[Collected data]
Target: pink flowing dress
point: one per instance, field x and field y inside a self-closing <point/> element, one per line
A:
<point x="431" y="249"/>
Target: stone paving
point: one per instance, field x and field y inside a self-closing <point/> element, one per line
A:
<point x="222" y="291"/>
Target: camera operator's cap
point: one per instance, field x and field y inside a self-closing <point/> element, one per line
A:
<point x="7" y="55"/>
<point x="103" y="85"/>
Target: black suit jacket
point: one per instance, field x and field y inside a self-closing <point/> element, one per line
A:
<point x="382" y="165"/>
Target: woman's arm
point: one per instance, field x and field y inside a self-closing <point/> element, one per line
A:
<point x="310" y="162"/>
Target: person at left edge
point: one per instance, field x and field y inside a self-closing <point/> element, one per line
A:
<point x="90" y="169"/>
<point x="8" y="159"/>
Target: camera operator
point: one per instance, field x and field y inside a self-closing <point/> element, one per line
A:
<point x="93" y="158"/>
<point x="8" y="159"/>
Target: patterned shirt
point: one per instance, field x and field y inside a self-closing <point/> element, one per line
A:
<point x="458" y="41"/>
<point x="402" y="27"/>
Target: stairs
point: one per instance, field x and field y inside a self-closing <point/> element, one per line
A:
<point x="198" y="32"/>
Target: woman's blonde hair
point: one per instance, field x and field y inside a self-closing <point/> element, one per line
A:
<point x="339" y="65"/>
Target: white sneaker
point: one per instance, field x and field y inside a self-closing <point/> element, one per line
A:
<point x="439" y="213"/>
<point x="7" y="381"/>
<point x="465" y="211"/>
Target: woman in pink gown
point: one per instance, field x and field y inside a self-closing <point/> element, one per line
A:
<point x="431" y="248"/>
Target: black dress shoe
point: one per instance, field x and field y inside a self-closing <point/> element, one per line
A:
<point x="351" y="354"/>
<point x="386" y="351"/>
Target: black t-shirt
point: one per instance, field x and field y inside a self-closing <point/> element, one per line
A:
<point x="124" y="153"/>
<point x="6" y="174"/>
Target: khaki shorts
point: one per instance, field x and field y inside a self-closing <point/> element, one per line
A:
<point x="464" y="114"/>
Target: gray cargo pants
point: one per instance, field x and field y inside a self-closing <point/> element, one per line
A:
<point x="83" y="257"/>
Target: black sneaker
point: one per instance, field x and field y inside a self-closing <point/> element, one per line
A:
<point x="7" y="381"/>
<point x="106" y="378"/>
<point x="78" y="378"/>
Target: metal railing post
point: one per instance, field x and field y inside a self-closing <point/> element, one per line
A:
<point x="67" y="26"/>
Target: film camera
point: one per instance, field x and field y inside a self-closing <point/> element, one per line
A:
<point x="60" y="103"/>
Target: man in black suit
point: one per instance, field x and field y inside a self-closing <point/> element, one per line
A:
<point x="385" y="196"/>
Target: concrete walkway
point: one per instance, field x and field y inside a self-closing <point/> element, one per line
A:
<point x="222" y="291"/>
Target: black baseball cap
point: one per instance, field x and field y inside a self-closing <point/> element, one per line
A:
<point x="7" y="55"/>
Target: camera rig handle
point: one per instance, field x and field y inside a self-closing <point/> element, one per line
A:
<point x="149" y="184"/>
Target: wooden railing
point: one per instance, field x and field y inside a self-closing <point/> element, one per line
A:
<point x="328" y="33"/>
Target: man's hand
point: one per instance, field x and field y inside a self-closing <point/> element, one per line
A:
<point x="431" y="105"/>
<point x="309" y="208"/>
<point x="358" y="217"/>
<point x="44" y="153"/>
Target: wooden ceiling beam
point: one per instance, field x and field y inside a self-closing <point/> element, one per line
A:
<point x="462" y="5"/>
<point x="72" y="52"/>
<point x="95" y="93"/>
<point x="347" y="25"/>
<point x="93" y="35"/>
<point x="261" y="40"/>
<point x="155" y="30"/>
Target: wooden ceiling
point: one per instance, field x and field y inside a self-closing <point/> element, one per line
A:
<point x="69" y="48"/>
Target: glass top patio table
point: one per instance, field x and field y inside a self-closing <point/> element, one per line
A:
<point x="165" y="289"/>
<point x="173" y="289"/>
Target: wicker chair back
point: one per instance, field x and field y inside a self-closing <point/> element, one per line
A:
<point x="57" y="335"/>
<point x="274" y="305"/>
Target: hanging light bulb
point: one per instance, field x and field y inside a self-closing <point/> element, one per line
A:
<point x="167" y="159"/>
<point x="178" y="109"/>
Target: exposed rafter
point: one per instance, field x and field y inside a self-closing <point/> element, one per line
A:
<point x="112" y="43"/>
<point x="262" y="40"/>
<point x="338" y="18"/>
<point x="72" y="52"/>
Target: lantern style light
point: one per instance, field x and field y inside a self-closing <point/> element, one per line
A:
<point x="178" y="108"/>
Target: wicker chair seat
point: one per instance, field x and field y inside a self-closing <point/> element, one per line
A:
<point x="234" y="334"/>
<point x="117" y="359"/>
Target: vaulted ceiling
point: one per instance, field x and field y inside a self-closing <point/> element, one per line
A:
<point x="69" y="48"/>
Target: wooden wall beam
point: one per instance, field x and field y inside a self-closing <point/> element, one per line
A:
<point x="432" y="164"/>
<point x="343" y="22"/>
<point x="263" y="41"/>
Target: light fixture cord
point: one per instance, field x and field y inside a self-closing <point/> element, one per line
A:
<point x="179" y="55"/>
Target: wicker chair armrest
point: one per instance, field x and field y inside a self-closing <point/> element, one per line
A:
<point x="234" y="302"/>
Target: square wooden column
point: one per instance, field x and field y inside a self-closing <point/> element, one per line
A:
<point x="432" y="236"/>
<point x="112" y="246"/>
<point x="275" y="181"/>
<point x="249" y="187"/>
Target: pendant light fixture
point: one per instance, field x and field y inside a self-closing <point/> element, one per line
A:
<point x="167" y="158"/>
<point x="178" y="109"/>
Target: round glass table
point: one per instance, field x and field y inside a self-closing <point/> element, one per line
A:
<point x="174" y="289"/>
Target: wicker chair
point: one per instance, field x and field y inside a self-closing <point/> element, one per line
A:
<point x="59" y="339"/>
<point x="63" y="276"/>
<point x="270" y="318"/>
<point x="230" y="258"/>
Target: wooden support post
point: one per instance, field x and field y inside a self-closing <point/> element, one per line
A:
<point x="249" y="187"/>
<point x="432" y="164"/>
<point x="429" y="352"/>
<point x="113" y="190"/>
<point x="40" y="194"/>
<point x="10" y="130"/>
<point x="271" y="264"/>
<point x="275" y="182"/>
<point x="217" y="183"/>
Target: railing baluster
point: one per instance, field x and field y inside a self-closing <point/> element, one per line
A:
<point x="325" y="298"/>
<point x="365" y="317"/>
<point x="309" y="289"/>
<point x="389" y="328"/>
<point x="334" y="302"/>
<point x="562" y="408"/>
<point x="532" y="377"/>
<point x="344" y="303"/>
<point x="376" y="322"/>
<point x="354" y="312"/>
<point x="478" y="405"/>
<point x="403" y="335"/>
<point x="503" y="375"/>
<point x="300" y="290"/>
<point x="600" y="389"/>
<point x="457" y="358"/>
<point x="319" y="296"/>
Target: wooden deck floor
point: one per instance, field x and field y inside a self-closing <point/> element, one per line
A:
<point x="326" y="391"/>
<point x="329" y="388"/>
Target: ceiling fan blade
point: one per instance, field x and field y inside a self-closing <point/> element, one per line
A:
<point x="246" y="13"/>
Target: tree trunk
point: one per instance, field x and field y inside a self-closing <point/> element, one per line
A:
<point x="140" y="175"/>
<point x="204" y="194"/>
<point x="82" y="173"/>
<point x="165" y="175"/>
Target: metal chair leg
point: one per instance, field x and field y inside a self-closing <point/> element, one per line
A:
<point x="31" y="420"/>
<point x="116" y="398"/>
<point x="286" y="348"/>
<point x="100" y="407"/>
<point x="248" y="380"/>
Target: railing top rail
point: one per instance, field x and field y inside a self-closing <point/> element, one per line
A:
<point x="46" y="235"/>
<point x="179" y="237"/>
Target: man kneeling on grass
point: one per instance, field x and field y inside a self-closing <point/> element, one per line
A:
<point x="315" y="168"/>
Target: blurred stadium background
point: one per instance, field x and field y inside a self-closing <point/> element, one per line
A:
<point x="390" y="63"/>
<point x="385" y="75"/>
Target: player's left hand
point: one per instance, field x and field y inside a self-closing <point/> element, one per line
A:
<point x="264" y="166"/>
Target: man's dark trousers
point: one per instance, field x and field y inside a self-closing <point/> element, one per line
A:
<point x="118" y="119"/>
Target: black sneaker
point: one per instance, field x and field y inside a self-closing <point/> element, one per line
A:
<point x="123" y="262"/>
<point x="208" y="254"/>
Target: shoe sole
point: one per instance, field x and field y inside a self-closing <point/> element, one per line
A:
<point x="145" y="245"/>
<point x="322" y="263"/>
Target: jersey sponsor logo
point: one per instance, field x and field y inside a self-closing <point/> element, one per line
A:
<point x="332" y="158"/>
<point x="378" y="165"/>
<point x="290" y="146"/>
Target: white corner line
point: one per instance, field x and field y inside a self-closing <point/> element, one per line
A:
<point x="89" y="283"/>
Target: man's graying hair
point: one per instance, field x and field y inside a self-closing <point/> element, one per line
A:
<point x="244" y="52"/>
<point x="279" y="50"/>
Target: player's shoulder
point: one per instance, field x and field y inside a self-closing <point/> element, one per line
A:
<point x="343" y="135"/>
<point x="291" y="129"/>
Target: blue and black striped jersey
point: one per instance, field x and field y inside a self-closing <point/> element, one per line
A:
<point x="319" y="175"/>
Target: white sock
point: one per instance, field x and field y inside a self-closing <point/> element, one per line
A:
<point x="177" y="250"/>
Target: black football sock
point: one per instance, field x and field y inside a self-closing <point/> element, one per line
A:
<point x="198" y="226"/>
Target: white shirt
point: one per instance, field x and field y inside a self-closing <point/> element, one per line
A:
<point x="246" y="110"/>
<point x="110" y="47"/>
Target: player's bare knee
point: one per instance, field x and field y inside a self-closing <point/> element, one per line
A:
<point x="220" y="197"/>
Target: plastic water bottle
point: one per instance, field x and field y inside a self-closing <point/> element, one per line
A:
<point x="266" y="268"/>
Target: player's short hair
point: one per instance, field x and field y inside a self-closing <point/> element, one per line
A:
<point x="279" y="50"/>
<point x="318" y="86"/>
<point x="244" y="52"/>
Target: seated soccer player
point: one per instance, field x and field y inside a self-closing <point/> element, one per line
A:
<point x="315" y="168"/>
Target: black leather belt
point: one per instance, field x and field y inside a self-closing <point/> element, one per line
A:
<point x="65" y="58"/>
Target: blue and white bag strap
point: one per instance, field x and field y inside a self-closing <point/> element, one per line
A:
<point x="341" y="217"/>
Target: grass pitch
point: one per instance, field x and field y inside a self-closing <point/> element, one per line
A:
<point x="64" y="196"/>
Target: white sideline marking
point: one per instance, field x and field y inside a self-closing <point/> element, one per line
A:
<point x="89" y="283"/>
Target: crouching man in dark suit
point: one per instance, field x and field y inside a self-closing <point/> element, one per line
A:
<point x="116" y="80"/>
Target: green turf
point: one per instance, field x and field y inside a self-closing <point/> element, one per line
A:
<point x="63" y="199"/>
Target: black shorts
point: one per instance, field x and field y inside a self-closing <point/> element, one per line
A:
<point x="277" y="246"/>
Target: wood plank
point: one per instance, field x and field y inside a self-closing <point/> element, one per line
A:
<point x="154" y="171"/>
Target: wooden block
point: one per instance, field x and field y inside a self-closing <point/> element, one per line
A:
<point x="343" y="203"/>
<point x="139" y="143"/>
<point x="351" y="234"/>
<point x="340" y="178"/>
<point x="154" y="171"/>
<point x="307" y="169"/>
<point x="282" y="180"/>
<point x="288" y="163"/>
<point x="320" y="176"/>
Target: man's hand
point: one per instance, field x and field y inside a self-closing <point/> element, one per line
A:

Aim of the exercise:
Some lines in the data above hold the string "shorts". Find and copy each of them.

Exercise solution:
Target: khaki shorts
Target: black shorts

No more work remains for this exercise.